● TEKS YANG DIBERIKAN
* * * * * * * * *
DAELPOS.com – Dalam forum B20 Summit yang diselenggarakan sore ini di Nusa Dua, Bali (13/11), Menteri Investasi/Kepala BKPM Bahlil Lahadalia menyatakan komitmen Indonesia dalam membangun industri ramah lingkungan dengan Energi Baru Terbarukan (EBT) sebagai bentuk kontribusi Indonesia kepada dunia global untuk menurunkan emisi rumah kaca. Akan tetapi, Bahlil juga mengungkapkan adanya kontraproduktif kebijakan terhadap pemerataan aliran investasi, khususnya investasi hijau, ke negara berkembang.
Bahlil menyampaikan bahwa hanya 1/5 saja dari investasi energi hijau yang mengalir ke negara berkembang. Di satu sisi, dunia global mendorong percepatan untuk mencapai net zero emission.
“Di satu sisi, dunia global ingin bagaimana kita mendorong percepatan untuk zero emission. Ini kalau bahasa di kampus saya di Papua, tulis lain, baca lain, bertindak lain. Sudah saatnya kita tidak memakai standar ganda. Pemerintah bisa membuat keputusan, tetapi yang mengimplementasikan adalah dunia usaha. Peran dunia usaha dalam B20 menjadi instrumen terpenting dalam usaha kita menuju net zero emission,” ujar Bahlil.
* * * * * * * * *
● DATA YANG DIBERIKAN
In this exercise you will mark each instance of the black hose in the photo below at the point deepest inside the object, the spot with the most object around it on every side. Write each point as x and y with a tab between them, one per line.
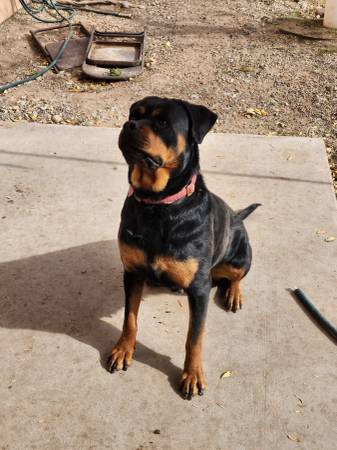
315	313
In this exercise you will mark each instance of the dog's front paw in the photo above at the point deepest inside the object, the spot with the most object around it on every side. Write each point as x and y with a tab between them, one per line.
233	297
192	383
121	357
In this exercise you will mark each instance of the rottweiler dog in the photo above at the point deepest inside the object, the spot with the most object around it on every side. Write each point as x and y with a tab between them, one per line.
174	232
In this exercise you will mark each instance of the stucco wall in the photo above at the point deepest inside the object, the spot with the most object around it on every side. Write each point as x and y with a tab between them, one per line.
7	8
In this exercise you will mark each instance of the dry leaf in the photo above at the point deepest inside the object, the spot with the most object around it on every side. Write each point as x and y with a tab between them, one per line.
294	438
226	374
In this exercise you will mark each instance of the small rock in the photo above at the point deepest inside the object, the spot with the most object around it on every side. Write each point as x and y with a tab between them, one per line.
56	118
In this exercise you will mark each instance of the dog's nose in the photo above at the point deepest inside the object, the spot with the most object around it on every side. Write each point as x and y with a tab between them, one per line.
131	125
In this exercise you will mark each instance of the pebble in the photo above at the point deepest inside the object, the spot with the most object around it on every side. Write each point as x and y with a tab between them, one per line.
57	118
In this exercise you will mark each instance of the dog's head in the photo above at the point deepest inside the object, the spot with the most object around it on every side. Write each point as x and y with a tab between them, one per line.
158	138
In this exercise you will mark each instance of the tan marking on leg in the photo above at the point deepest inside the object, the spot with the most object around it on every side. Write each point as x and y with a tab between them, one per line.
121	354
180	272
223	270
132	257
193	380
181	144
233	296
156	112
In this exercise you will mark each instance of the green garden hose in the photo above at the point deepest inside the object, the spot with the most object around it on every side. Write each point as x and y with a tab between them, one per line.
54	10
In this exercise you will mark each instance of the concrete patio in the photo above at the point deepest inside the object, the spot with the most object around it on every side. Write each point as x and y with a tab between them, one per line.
* * * * * * * * *
● DAFTAR TUGAS
- A) Jawablah pertanyaan berikut berdasarkan teks tentang B20 Summit:
(i) Di mana forum B20 Summit diselenggarakan?
(ii) Berapa bagian investasi energi hijau yang mengalir ke negara berkembang menurut Bahlil?
(iii) Menurut Bahlil, siapa yang mengimplementasikan keputusan pemerintah?
- B) Lanjutkan teks tentang pernyataan Bahlil di B20 Summit mulai setelah kalimat terakhirnya.

● JAWABAN DI BAWAH
- A)
(i) Di Nusa Dua, Bali.
(ii) Hanya 1/5.
(iii) Dunia usaha.

- B)
Dalam kesempatan ini, Bahlil juga menggarisbawahi tentang isu harga karbon, di mana adanya ketimpangan harga karbon di negara maju dengan negara berkembang yang memiliki sumber daya karbonisasi yang besa
“Harga karbon negara maju sebesar $100 per ton dan negara berkembang seperti Indonesia hanya dihargai $15-20 per ton. Menurut saya, ini harus menjadi perenungan kita bersama. Karena saya yakin kita harus berdiri sama tinggi, duduk sama rendah untuk kesejahteraan bersama seluruh wilayah di dunia,” tambah Bahlil.
Bahlil juga menyampaikan salah satu keputusan tingkat Menteri negara G20 yaitu Bali Kompendium. Bahlil menjelaskan bahwa Bali Kompendium ini merupakan sebuah konsep yang dibangun untuk memberikan kebebasan kepada masing-masing negara dalam menyusun arah kebijakan investasinya dengan menghargai keunggulan komperatif masing-masing negara.
“Saya pikir sudah saatnya antara negara-negara G20 tidak boleh ada yang merasa lebih berhak dan lebih merdeka daripada negara lain. Karena kita semuanya sama. Dan sekali lagi, duduk sama rendah, berdiri sama tinggi untuk berkolaborasi dalam mewujdukan cita-cita mulia untuk kesejahteraan bersama,” jelas Bahlil. (*)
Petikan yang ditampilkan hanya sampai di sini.